[BEGIN Records to process]

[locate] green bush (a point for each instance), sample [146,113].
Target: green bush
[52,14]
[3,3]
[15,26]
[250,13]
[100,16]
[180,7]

[END Records to process]

§ Exercise
Can you find every line in the data above that contains the string "green", with case counting, and copy each of those lines?

§ Result for this task
[locate] green bush (a point for each instance), sample [146,113].
Target: green bush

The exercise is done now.